# Bridgewater State U. Dispatcher



## Kilvinsky (Jan 15, 2007)

Communications Dispatcher II
Institution:
*Bridgewater State University*

Location:
Bridgewater, MA

Category:
Admin - Police and Public Safety

Posted:
08/31/2018

Application Due:
Open Until Filled

Type:
Full Time

*Title*: 
Communications Dispatcher II

*Department Summary*: 
The Bridgewater State University Police Department is charged with the protection of the lives and property of more than 12,000 Bridgewater State University students, faculty, staff, and visitors on nearly 300 acres of University land and 38 major buildings, as well as the streets and other passageways adjoining University property. Police Department staff work with community members to prevent crime, solve problems, and take proactive steps to make Bridgewater State University as safe as possible.
All BSU Police Officers attend municipal police academy training and have full police authority on campus and throughout the town of Bridgewater. The Department enforces all state laws, including motor vehicle laws, as well as university rules and regulations.
- - - - - - -
__EXERCISE TASKS__:
• 1. According to the dispatcher job posting, on how many acres of university land does the police department protect people and property?
• 2. In the dispatcher job posting, extract the passage starting at "All BSU Police" and ending at "rules and regulations.".
- - - - - - -
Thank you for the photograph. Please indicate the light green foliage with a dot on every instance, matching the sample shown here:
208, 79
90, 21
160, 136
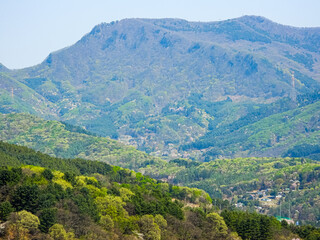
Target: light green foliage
53, 138
149, 228
57, 232
107, 222
112, 206
125, 194
219, 227
25, 219
160, 221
- - - - - - -
__RESULTS OF THE TASKS__:
• 1. Nearly 300 acres.

• 2.
All BSU Police Officers attend municipal police academy training and have full police authority on campus and throughout the town of Bridgewater. The Department enforces all state laws, including motor vehicle laws, as well as university rules and regulations.